▶ _EXERCISE BRIEF_:
Please return every line below that contains the string "fountain".

▶ _DATA EXTRACTS_:

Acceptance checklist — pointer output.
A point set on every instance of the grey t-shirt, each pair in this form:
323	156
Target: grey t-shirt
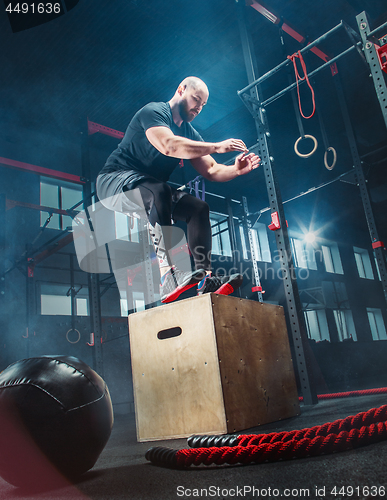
135	153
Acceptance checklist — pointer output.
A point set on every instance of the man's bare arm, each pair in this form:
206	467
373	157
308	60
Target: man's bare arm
169	144
213	171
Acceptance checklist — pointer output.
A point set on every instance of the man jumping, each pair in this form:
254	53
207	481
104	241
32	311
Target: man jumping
157	138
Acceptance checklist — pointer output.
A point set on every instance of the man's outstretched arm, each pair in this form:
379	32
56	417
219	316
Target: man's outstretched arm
213	171
169	144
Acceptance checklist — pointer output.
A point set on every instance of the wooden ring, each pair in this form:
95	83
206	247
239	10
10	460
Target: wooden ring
334	158
71	341
307	154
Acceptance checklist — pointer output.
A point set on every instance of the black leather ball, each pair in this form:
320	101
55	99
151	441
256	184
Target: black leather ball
55	415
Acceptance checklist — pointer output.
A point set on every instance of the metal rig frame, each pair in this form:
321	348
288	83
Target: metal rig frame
251	98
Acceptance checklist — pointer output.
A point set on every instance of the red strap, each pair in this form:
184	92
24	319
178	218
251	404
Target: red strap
299	78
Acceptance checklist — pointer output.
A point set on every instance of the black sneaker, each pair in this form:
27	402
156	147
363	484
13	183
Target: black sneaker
221	285
176	282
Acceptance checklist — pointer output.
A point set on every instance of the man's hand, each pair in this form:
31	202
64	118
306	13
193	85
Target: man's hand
231	145
245	163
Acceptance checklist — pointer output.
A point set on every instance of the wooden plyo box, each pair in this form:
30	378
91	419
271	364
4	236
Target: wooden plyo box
212	364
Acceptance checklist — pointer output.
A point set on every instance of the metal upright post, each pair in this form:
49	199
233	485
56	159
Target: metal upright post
249	233
93	279
232	233
147	275
371	55
377	245
296	320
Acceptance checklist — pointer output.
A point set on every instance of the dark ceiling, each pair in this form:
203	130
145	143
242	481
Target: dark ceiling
104	60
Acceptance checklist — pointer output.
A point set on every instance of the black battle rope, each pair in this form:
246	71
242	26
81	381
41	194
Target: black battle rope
345	434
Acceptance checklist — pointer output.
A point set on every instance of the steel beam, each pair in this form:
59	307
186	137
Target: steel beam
378	76
362	183
93	278
294	307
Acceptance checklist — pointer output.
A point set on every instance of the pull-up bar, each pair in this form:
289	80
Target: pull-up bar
275	70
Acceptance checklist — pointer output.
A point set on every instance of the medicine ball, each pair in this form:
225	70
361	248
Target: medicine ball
56	417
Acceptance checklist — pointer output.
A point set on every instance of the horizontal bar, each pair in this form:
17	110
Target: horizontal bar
42	171
285	63
376	30
310	190
293	85
94	128
13	203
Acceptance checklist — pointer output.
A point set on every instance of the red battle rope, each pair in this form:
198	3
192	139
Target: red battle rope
350	394
341	435
299	78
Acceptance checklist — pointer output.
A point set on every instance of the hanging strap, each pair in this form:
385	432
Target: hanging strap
298	55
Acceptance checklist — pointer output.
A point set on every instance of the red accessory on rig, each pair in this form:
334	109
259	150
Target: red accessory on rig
275	224
382	56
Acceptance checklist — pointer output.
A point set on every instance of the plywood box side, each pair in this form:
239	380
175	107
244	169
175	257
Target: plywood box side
256	369
176	381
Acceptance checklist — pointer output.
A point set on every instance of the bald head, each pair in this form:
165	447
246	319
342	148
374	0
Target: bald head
195	83
190	97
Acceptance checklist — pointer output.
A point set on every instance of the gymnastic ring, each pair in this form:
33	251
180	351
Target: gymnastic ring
71	341
334	158
308	154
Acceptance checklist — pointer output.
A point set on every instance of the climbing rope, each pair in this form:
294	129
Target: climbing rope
341	435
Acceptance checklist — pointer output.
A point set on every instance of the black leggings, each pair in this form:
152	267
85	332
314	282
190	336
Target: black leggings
163	203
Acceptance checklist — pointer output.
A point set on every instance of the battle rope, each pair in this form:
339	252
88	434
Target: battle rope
364	392
341	435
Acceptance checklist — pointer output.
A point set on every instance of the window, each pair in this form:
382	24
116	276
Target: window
126	227
220	235
260	242
56	300
61	195
303	254
363	263
378	328
316	324
332	260
345	325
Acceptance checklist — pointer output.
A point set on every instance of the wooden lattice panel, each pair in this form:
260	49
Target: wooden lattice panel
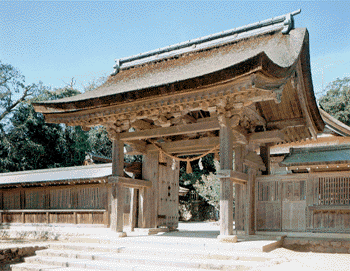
334	190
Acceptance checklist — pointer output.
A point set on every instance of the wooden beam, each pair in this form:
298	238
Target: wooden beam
141	124
128	182
234	176
281	124
266	137
171	131
186	146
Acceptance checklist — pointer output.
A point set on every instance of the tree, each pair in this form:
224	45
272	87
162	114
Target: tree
336	101
13	89
208	187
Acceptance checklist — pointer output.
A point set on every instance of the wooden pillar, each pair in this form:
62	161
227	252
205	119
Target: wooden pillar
249	200
239	189
117	191
226	186
133	208
265	156
149	196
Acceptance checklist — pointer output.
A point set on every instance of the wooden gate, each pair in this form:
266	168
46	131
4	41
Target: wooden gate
168	187
293	206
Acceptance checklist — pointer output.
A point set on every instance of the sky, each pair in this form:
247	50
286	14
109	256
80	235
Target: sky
54	42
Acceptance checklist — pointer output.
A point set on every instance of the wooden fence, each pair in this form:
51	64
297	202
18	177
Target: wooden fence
316	202
74	204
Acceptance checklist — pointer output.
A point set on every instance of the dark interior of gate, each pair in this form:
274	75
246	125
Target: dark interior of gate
243	91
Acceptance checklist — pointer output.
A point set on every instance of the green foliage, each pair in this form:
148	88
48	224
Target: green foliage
99	141
13	89
336	101
188	179
208	187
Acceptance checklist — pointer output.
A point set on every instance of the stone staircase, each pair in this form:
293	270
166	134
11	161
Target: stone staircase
150	253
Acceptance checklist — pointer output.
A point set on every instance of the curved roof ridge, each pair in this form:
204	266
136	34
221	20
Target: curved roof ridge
334	124
284	22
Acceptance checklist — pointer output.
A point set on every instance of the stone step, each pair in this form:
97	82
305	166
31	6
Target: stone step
41	267
164	243
85	252
109	261
33	267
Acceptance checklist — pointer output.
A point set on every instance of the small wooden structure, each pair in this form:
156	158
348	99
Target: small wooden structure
76	195
239	91
309	189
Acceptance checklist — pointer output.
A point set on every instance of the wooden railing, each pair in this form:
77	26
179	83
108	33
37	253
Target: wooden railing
80	216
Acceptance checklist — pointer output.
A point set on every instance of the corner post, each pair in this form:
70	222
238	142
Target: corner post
226	186
117	190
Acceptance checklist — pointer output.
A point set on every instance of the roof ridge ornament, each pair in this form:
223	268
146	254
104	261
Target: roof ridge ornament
285	22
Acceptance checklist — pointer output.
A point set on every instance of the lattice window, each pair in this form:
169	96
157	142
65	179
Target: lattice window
333	190
294	190
268	191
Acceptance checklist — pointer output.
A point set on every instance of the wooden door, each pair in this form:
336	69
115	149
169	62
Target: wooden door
293	206
168	201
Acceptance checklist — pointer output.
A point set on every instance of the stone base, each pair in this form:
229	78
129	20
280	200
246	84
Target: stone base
228	238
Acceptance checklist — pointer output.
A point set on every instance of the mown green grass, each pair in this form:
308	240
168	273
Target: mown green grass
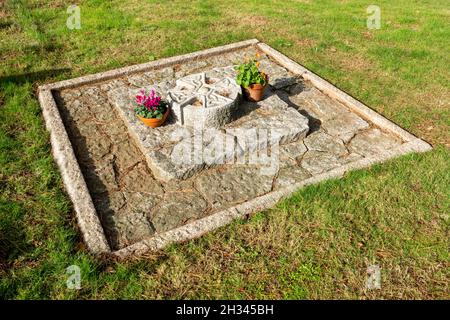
318	243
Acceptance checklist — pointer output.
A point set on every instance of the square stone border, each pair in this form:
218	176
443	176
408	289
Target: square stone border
88	221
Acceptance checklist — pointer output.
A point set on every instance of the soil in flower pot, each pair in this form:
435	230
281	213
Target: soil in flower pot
153	122
255	92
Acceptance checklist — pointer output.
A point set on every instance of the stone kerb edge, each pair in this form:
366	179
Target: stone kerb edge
87	218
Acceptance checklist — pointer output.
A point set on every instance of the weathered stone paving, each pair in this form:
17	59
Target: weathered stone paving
134	203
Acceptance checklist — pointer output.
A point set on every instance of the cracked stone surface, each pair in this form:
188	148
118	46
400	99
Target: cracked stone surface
233	185
204	100
134	203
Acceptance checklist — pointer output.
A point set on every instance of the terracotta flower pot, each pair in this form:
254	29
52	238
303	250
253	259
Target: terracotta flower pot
255	92
152	122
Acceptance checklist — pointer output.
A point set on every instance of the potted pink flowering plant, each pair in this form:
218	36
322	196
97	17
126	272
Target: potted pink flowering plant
151	109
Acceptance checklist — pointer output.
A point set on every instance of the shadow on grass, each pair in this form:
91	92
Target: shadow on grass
32	76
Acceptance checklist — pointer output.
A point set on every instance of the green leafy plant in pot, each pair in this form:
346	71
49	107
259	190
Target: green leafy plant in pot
252	80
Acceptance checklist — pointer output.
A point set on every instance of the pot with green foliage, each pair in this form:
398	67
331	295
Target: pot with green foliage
252	80
151	109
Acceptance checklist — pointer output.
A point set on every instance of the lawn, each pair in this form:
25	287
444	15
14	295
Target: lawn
316	244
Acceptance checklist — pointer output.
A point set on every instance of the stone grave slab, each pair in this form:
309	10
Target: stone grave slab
131	196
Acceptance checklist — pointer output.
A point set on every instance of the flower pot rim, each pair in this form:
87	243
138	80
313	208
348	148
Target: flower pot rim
258	86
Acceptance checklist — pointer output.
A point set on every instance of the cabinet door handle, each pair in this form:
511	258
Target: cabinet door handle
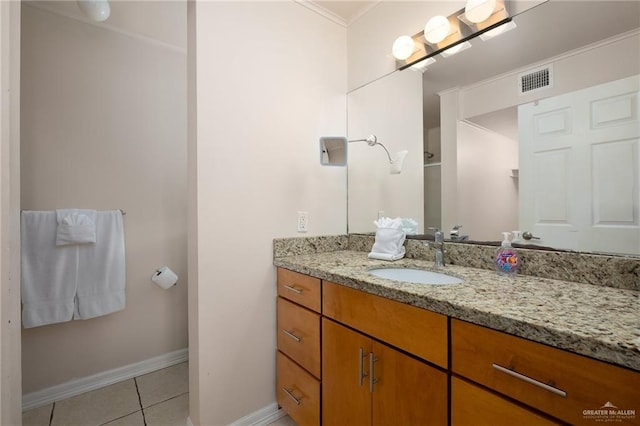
372	380
292	288
361	373
291	395
293	336
530	380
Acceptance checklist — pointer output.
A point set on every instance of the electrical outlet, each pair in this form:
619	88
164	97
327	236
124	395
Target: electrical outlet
303	221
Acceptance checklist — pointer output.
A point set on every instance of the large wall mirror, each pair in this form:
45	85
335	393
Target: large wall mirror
474	171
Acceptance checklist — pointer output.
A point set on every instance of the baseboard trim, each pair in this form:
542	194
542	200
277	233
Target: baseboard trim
261	417
105	378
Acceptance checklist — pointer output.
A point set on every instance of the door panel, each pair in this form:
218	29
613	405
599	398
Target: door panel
579	180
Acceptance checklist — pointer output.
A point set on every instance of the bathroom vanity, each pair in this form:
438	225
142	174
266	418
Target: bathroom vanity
357	349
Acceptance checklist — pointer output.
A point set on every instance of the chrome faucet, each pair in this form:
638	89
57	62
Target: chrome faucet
438	245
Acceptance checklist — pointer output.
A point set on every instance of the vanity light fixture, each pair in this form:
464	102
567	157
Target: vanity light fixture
443	33
396	162
456	49
403	47
436	29
477	11
498	31
97	10
423	65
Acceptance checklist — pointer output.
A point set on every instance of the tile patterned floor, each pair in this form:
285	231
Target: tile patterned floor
283	421
160	398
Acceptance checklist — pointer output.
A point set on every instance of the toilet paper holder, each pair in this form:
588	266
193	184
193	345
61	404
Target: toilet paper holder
165	277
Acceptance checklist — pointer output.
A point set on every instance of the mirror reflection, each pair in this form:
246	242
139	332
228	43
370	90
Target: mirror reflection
473	171
333	151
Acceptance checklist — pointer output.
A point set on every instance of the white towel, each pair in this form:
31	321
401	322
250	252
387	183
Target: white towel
48	272
75	227
80	281
101	269
389	242
387	256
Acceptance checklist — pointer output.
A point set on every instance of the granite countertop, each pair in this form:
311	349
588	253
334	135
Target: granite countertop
599	322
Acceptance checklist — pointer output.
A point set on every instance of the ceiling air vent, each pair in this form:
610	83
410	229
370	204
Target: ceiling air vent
534	80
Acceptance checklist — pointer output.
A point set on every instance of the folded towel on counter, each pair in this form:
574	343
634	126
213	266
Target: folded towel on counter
75	227
387	256
389	242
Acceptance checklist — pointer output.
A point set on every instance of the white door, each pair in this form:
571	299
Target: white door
579	169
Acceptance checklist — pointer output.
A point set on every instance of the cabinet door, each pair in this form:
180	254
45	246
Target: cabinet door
345	389
406	391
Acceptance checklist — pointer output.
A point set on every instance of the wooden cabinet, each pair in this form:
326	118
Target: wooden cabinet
366	382
472	405
346	357
298	358
417	331
564	385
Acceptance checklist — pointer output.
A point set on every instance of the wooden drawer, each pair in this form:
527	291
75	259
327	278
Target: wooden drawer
299	335
417	331
471	405
300	288
557	382
298	392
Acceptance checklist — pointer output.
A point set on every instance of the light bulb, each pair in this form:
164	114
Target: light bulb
477	11
403	47
98	10
437	29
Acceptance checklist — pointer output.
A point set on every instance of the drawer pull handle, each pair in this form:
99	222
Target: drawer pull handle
293	336
292	288
292	396
530	380
361	373
372	380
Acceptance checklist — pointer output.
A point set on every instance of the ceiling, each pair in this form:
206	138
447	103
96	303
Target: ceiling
347	11
163	21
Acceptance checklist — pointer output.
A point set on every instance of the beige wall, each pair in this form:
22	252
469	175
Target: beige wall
10	379
104	127
271	79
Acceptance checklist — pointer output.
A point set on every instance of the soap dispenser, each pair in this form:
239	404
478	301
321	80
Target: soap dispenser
506	259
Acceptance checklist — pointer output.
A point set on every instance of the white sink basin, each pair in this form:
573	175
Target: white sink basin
416	276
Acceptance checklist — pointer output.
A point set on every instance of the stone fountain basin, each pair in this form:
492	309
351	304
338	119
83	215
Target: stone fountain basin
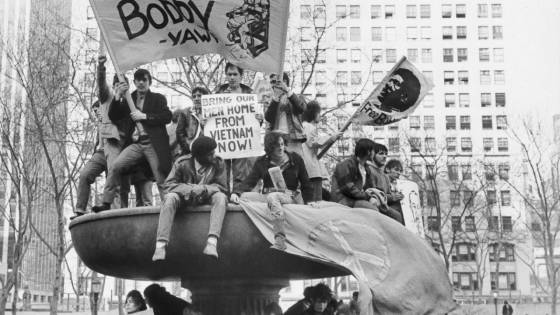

▶ _TASK RESULT_:
A point set on every instance of the stone fountain basin, each pair in this form:
Target: stone fountain basin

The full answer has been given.